- WHAT TO PRODUCE:
Exact repetition is required: output every record in full.

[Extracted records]

▼▼▼

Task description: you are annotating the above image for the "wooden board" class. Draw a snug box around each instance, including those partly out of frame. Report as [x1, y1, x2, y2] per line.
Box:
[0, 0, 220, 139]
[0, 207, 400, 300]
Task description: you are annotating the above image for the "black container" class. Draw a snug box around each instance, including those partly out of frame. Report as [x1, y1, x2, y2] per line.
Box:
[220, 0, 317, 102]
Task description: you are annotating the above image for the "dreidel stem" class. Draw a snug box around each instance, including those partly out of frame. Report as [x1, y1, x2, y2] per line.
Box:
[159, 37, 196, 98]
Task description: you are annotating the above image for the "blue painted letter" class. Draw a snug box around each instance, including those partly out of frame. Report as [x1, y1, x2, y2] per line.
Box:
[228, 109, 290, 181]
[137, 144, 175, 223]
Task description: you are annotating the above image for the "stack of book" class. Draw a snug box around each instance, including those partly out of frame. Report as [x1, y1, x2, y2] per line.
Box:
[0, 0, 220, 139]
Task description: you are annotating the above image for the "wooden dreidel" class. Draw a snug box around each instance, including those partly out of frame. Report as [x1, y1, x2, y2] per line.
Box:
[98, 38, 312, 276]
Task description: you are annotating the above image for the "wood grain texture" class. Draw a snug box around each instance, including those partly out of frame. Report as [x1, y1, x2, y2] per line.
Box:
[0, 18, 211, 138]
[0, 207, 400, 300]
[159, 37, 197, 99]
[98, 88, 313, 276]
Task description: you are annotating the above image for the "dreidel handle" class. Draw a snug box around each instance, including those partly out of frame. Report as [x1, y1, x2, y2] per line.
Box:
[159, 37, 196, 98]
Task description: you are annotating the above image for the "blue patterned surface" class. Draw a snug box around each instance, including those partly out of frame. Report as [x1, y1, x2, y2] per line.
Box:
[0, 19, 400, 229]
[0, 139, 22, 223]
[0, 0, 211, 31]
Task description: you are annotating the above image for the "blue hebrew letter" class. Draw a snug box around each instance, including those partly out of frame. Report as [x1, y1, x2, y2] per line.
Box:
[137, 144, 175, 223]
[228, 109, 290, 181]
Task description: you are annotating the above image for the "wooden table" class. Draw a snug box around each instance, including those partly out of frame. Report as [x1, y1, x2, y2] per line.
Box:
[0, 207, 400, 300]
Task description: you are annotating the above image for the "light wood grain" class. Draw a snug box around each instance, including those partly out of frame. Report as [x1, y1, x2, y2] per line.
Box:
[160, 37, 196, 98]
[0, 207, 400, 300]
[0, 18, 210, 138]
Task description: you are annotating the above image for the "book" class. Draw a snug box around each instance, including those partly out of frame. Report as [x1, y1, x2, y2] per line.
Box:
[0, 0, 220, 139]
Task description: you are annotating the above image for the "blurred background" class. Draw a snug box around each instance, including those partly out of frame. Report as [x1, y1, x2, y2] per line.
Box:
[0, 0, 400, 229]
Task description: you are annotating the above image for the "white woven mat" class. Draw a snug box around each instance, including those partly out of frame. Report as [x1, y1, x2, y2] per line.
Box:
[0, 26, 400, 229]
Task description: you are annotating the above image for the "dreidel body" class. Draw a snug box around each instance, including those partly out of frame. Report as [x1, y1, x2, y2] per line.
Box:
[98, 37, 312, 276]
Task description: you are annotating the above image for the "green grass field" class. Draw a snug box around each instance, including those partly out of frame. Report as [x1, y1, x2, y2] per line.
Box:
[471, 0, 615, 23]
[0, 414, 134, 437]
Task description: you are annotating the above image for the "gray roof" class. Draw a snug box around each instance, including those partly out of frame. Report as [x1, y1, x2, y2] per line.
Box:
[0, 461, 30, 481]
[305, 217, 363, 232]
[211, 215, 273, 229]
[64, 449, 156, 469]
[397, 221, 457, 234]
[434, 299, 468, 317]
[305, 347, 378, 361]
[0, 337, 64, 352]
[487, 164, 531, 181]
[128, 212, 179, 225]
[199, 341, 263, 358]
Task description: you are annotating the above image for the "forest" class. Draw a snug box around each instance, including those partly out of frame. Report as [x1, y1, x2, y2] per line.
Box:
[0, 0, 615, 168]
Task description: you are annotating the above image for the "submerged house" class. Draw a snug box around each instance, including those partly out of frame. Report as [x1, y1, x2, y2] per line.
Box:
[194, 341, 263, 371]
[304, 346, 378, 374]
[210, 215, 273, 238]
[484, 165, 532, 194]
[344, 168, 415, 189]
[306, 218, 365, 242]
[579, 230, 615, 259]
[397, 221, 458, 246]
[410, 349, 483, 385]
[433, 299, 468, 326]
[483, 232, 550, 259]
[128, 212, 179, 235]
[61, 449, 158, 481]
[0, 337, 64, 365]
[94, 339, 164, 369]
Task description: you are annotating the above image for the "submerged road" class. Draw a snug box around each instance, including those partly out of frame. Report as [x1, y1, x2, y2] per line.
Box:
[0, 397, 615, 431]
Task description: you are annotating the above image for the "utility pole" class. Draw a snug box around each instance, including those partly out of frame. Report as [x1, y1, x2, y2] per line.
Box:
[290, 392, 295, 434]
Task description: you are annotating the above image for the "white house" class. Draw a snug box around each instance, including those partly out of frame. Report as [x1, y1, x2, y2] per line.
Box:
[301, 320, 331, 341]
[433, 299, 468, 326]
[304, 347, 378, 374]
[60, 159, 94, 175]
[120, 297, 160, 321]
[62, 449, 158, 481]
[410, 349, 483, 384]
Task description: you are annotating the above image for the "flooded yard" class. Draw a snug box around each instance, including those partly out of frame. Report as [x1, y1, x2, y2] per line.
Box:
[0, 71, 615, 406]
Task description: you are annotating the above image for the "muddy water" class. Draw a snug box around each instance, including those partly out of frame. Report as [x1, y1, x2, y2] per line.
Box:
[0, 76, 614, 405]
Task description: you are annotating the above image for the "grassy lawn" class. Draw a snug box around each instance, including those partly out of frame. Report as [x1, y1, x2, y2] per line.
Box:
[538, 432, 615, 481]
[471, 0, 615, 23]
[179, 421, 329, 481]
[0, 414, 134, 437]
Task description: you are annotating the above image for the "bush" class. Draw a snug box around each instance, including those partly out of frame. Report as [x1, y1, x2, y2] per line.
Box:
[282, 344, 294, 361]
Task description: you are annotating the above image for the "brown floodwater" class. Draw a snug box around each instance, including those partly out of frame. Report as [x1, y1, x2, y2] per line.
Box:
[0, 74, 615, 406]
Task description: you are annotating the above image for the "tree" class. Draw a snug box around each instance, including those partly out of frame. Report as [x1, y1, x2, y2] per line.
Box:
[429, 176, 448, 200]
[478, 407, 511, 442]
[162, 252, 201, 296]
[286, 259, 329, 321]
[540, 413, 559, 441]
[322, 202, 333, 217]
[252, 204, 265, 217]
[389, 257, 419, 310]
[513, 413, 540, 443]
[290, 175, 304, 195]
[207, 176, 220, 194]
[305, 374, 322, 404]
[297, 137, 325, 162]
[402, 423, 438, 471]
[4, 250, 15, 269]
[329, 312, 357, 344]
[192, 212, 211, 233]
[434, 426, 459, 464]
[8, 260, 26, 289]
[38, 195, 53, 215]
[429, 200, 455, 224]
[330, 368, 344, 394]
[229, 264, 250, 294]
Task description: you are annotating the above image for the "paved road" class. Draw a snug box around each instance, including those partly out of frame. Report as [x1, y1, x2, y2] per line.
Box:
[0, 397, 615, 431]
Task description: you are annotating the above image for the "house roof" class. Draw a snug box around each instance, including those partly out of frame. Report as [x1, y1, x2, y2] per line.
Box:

▲▲▲

- THE OUTPUT:
Task description: you are annotating the above image for the "wooden board" class. Draw a snug box around each instance, including those partly out of frame. Report as [x1, y1, x2, y2] per line.
Box:
[0, 0, 220, 139]
[0, 207, 400, 300]
Task description: you are annotating the above image for the "black container" class. Draw a snug box around each instance, including those partly out of frame. Report as [x1, y1, x2, y2] per line.
Box:
[220, 0, 317, 102]
Task description: you are annotating the above image for the "dreidel stem" class. Draw a snug box around each instance, including those partly out of frame. Report as [x1, y1, x2, y2] per line.
Box:
[159, 37, 196, 98]
Task description: you are annotating the above image for the "blue painted letter" class. Draw a snug box around each instance, including those partly out of frame. Report as [x1, y1, x2, y2] per line.
Box:
[228, 109, 290, 181]
[137, 144, 175, 223]
Task description: you are annotating the above image for the "stack of book" class. Draw a snug box around each instance, including those partly out of frame. Report as [x1, y1, x2, y2] per line.
Box:
[0, 0, 220, 139]
Task description: you are annotating the above image for the "wooden dreidel" class. Draw a snug box around each instance, including those partly out of frame. Report as [x1, y1, x2, y2] per line.
Box:
[98, 38, 312, 276]
Task description: you are annotating the above image for the "wood grain texture" class. Draw a snug box around each instance, including those partly out of frame. Report as [x1, y1, x2, y2] per line.
Box:
[0, 18, 211, 138]
[0, 207, 400, 300]
[159, 37, 197, 99]
[98, 88, 313, 276]
Task description: you are annotating the above image for the "dreidel handle" class. Draw a snug box around each instance, including those partly out of frame. Report as [x1, y1, x2, y2] per line.
Box:
[159, 37, 196, 98]
Task description: you are annotating the above image for the "blue patterned surface" class. Draw a snug box around each instance, including those partly out of frame. Report as [x1, y1, x2, y2] per line.
Box:
[0, 19, 400, 229]
[0, 139, 22, 223]
[0, 0, 211, 31]
Task description: you are annotating the above image for the "blue hebrew letter" class. Draw a snug box around each instance, including those partly out of frame. Report as [x1, y1, x2, y2] per line.
Box:
[137, 144, 175, 223]
[228, 109, 290, 181]
Task description: you are annotating the above image for the "wooden table" class. Draw a snug box around each instance, including those partly out of frame. Report as [x1, y1, x2, y2] per line.
Box:
[0, 207, 400, 300]
Task description: you are annotating the above image for the "light wood grain" class. Draw a snug box around each instance, including those partly out of frame. Report as [x1, y1, x2, y2] per line.
Box:
[160, 37, 196, 98]
[0, 207, 400, 300]
[0, 18, 210, 138]
Task description: you are annotating the above image for the "book" class. Draw a snug box around each instance, including those partly out of frame. Report as [x1, y1, x2, y2] per line.
Box:
[0, 0, 220, 139]
Task description: you are annotating the above image for the "blurred background" class. Draw a snug box around each instance, including those partly out of frame. Report as [x1, y1, x2, y2] per line.
Box:
[0, 0, 400, 229]
Task description: you are annotating the above image for the "white woven mat" class. Draw a snug box around each instance, including those partly out of frame. Report as [x1, y1, x2, y2] per line.
Box:
[0, 26, 400, 229]
Task description: you are annotating the above image for the "dreidel body" class. Draw a snug box around each instance, including those partly out of frame. Report as [x1, y1, x2, y2] per line.
Box:
[98, 37, 312, 276]
Task description: you are annotating the above image for the "green grass field" class. Draw a snug box around each instance, including those partly out of frame. Report as [x1, y1, x2, y2] per line.
Box:
[471, 0, 615, 23]
[0, 414, 134, 437]
Task description: you are annotating the above image for the "gray roof" class. Draw a snug box around each instance, including those partly out of frame. Report as [x1, y1, x2, y2] per line.
Box:
[0, 461, 30, 481]
[305, 217, 363, 232]
[211, 215, 273, 229]
[64, 449, 156, 469]
[397, 221, 457, 234]
[434, 299, 468, 317]
[305, 347, 378, 361]
[0, 337, 64, 352]
[487, 164, 531, 181]
[128, 212, 179, 225]
[199, 341, 263, 358]
Task description: you are annotating the above image for the "forest" class. Draw a snug box around each instance, including those partly out of frame. Report as [x1, y1, x2, y2] per line.
Box:
[0, 0, 615, 168]
Task description: you are annotating the above image for the "submerged house" class. Draw a snug box around each instance, including those partly out of frame. Report as [x1, y1, x2, y2] per line.
Box:
[194, 341, 263, 371]
[304, 346, 378, 374]
[210, 215, 273, 238]
[484, 165, 532, 194]
[344, 168, 415, 189]
[306, 218, 365, 242]
[579, 230, 615, 259]
[397, 221, 458, 246]
[410, 349, 483, 385]
[433, 299, 468, 326]
[483, 232, 550, 259]
[128, 212, 179, 235]
[61, 449, 158, 481]
[0, 337, 64, 365]
[94, 339, 164, 369]
Task description: you are annotating the above image for the "submerged road" class. Draw a snug box around each instance, including those partly out of frame. Report as [x1, y1, x2, y2] per line.
Box:
[0, 397, 615, 431]
Task description: you are annotating the above image for the "utility pole" class. Draw a snug box around each instance, including those partly out of frame. Report as [x1, y1, x2, y2] per line.
Box:
[290, 392, 295, 434]
Task description: you are annotating the above image for the "white house" class. Draw a snug box around each instance, including those partly out of frame. Report as [x1, y1, x2, y2] per line.
Box:
[301, 320, 331, 341]
[433, 299, 468, 326]
[304, 347, 378, 374]
[60, 159, 94, 175]
[120, 297, 160, 321]
[62, 449, 158, 481]
[410, 349, 483, 384]
Task description: you are annotating the above image for the "flooded yard" class. Draw a snug box around each instance, including those partly out of frame. Report as [x1, y1, x2, y2] per line.
Box:
[0, 71, 615, 406]
Task description: you are annotating the above image for the "muddy water" class. Draw a snug box around each instance, including those partly out of frame. Report as [x1, y1, x2, y2] per line.
Box:
[0, 76, 614, 405]
Task description: you are annotating the above image for the "grassy lawn" class. Draw a snug box around each instance, including those partly out of frame. Report as [x1, y1, x2, y2] per line.
Box:
[538, 432, 615, 481]
[471, 0, 615, 23]
[179, 421, 329, 481]
[0, 414, 134, 437]
Task description: you are annotating the above image for the "bush" class. Draw a snug box around each instance, including those partly out of frame. Report as [x1, y1, x2, y2] per line.
Box:
[282, 344, 294, 361]
Task description: you are annotating the above image for the "brown floodwater" class. Draw a snug box around each instance, including those partly out of frame. Report as [x1, y1, x2, y2] per line.
Box:
[0, 74, 615, 406]
Task description: you are annotating the above image for the "tree" class. Draw a snug box around each instance, including those partly out of frame. Report as [x1, y1, x2, y2] per line.
Box:
[429, 176, 448, 200]
[478, 407, 511, 442]
[162, 252, 201, 296]
[286, 259, 329, 321]
[540, 413, 559, 441]
[322, 202, 333, 217]
[252, 204, 265, 217]
[389, 257, 419, 310]
[513, 413, 540, 443]
[290, 175, 304, 195]
[207, 176, 220, 194]
[305, 374, 322, 404]
[297, 137, 325, 162]
[402, 423, 438, 471]
[4, 250, 15, 269]
[329, 312, 357, 344]
[192, 212, 211, 233]
[434, 426, 459, 464]
[8, 260, 26, 289]
[38, 195, 53, 215]
[429, 200, 455, 224]
[330, 368, 344, 394]
[229, 264, 250, 294]
Task description: you are annotating the above image for the "paved road" class. Draw a snug box around each instance, including those partly out of frame. Report as [x1, y1, x2, y2] per line.
Box:
[0, 397, 615, 431]
Task description: you are annotating the above image for the "house roof" class. Draw a snug box around each instance, including those partly out of frame. Report as [x1, y1, x2, y2] per line.
Box:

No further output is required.